Data for this task >>
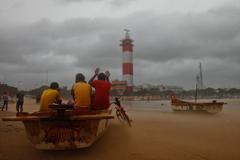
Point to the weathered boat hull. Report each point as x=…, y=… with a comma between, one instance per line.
x=59, y=134
x=207, y=108
x=210, y=107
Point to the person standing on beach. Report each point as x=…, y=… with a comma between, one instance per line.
x=50, y=96
x=81, y=92
x=102, y=88
x=5, y=98
x=20, y=101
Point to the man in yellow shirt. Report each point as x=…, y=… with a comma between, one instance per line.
x=81, y=92
x=50, y=96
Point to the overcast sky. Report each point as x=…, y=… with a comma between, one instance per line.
x=59, y=38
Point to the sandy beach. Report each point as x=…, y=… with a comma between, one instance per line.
x=157, y=133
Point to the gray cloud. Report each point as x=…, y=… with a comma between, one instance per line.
x=167, y=49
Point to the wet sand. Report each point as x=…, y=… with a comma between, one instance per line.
x=157, y=133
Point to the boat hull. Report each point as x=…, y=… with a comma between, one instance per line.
x=47, y=133
x=210, y=107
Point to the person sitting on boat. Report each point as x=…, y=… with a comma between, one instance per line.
x=81, y=92
x=50, y=96
x=102, y=88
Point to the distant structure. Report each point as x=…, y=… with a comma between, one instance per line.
x=118, y=87
x=199, y=78
x=127, y=60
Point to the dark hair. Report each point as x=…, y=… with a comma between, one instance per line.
x=80, y=77
x=101, y=76
x=54, y=85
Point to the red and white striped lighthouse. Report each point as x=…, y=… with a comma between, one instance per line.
x=127, y=61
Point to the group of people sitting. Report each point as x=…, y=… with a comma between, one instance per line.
x=94, y=94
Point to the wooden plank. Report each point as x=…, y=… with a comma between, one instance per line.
x=80, y=117
x=88, y=117
x=21, y=118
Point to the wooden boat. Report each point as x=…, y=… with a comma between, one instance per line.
x=67, y=128
x=210, y=107
x=64, y=128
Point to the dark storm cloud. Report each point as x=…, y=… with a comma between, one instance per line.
x=117, y=3
x=166, y=46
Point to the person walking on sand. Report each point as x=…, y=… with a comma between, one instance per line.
x=81, y=92
x=5, y=98
x=50, y=96
x=20, y=101
x=102, y=88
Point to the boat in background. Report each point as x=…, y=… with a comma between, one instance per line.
x=210, y=107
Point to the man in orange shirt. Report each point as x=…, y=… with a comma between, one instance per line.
x=50, y=96
x=81, y=92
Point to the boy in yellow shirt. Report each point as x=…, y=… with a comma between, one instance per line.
x=50, y=96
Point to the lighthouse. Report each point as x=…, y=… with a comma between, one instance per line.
x=127, y=60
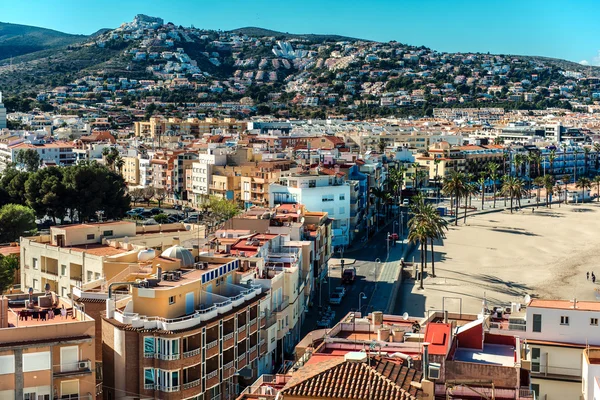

Task to complete >>
Every line of the data above should be returned exactly, with the pictures removed.

Answer for the task >>
Point to the weathered boat hull. Report each point as x=…, y=… with a comma between, one instance per line.
x=59, y=134
x=207, y=108
x=210, y=107
Point to the person standing on beach. Report each point as x=…, y=… with a comma between, one instance per line.
x=50, y=96
x=81, y=92
x=102, y=88
x=5, y=98
x=20, y=101
Point to the man in yellow shirt. Report each point as x=…, y=… with a comma between, one instance per line.
x=81, y=92
x=50, y=96
Point to the overcast sky. Report each point as x=…, y=… with a comma between, one instance per line.
x=59, y=38
Point to the sandy beach. Report each point as x=…, y=… with a comma between, one instance per line.
x=157, y=133
Point to the gray cloud. Report each point as x=…, y=… with a comma between, one instance per line.
x=167, y=49
Point to the wet sand. Report each point as x=…, y=… with a comma between, one instance per line.
x=157, y=133
Point to the boat hull. Report each point as x=…, y=… with a comma between, one instance per line.
x=47, y=133
x=210, y=107
Point to the person sitting on boat. Report each point as x=…, y=… with a comma between, one instance per line.
x=81, y=92
x=50, y=96
x=102, y=88
Point to the distant structure. Report each point as x=…, y=… with a comma between, one instance per line.
x=118, y=87
x=199, y=78
x=127, y=60
Point to the dark hair. Report each point as x=…, y=… with a comma between, one instance per line.
x=80, y=77
x=101, y=76
x=54, y=85
Point to the red and white striped lighthouse. Report each point as x=…, y=… with a comma between, one instance per line.
x=127, y=61
Point to the group of people sitting. Report each point as x=…, y=… with a comma between, one instance per line.
x=94, y=94
Point to the wooden plank. Report each point as x=…, y=… with a comma between, one instance per line.
x=80, y=117
x=88, y=117
x=21, y=118
Point to the wooden boat. Report each point as x=…, y=… with a comma between, one instance per line.
x=67, y=128
x=210, y=107
x=64, y=128
Point to the dark storm cloud. Report each point as x=…, y=… with a comma between, one instance per line.
x=117, y=3
x=166, y=46
Point to the person walking on sand. Report each point as x=…, y=… with a comma between, one instance per line.
x=81, y=92
x=5, y=98
x=50, y=96
x=20, y=101
x=102, y=88
Point to the boat in background. Report each point as x=…, y=… with a comma between, one instance per line.
x=210, y=107
Point to the man in orange shirt. Report each point as x=…, y=… with a comma between, one instance per line.
x=50, y=96
x=81, y=92
Point to the boy in yellow shirt. Report each point as x=…, y=… with a comma between, one instance per line.
x=50, y=96
Point to the lighthouse. Report each point as x=…, y=… with a comma between, one instance per line.
x=127, y=60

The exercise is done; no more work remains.